— Task details —
Continue the article on the crab spider Synema riflense, starting right after its last sentence.

— Page text —
-------
Synema riflense is a species of crab spider in the family Thomisidae. It is endemic to South Africa and is commonly known as the Simonstown Synema crab spider.

==Taxonomy==
The species was first described by Embrik Strand in 1909 based on a male specimen collected during the German Antarctic Expedition of 1901-1903. The holotype is deposited in the Museum für Naturkunde, Berlin.

==Distribution==
Synema riflense is endemic to South Africa and has been recorded from three provinces. The species is found at elevations ranging from 15 to 1,328 meters above sea level.

==Habitat==
Synema riflense is a free-living species found on vegetation. The spiders live on plants and are occasionally found inside flower corollas, which is typical behavior for crab spiders that ambush prey on flowers. The species has been sampled from both Fynbos and Grassland biomes.

==Description==

Currently, only the male of Synema riflense has been described in detail.

The male has a total length of 2.8 mm.

The cephalothorax is brownish-yellow, noticeably darker than the extremities, with black eyes. The eye region is whitish, while the rest of the cephalothorax is uniform in color. The chelicerae and labium are similar to the latter, and the sternum and maxillae are lighter.The opisthosoma is brownish-yellow above, lightly reddish, with fine whitish tubercles that form a specific pattern when viewed from above. The dorsal surface shows two rounded dark spots in the middle, with additional markings including a cross-shaped pattern of four spots in the center and two curved rows of spots forming connected patches.
-------
— Provided information —
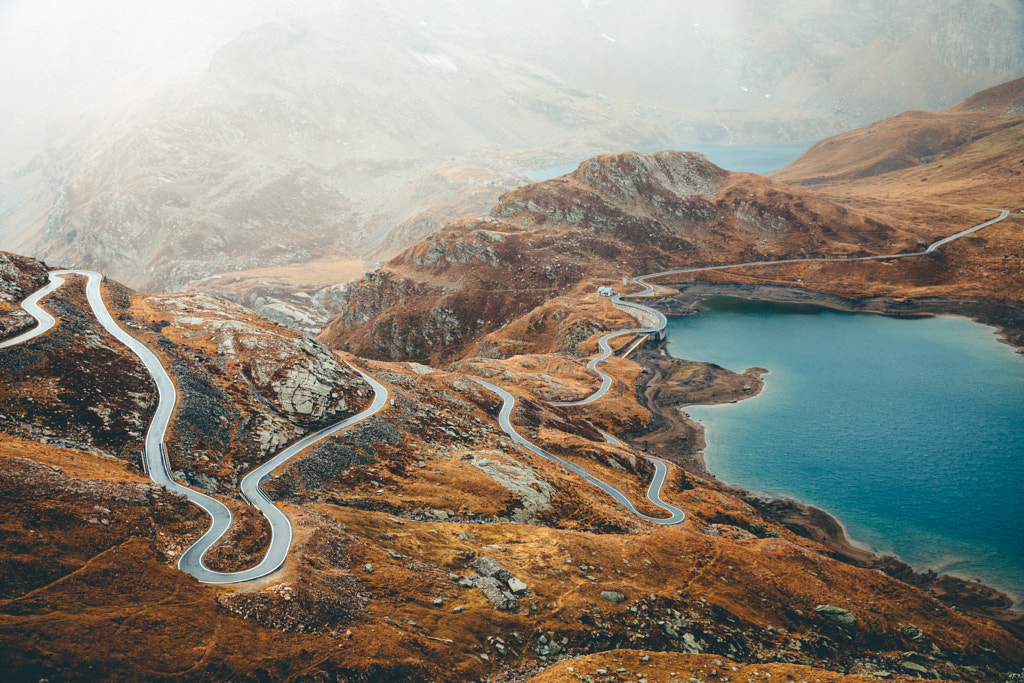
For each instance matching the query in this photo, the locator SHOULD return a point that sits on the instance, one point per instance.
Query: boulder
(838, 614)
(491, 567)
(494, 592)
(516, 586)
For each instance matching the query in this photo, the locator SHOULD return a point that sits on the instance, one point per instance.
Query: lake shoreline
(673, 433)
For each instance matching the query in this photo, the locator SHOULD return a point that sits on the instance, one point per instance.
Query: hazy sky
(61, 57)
-------
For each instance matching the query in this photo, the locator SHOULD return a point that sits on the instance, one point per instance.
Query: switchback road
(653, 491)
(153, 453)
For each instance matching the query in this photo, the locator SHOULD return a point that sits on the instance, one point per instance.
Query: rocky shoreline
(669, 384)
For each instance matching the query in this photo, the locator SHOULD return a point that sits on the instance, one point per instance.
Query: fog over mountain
-------
— Response area —
The female remains undescribed.

==Conservation status==
Synema riflense is classified as Least Concern according to South African national assessments. Despite being known from only one sex and having a relatively small area of occupancy, the species has a wide geographical range across three provinces.

The species faces no known threats and is protected within the Kogelberg Nature Reserve. However, additional sampling is needed to collect and describe the female, and the overall status of the species remains somewhat obscure due to limited specimens.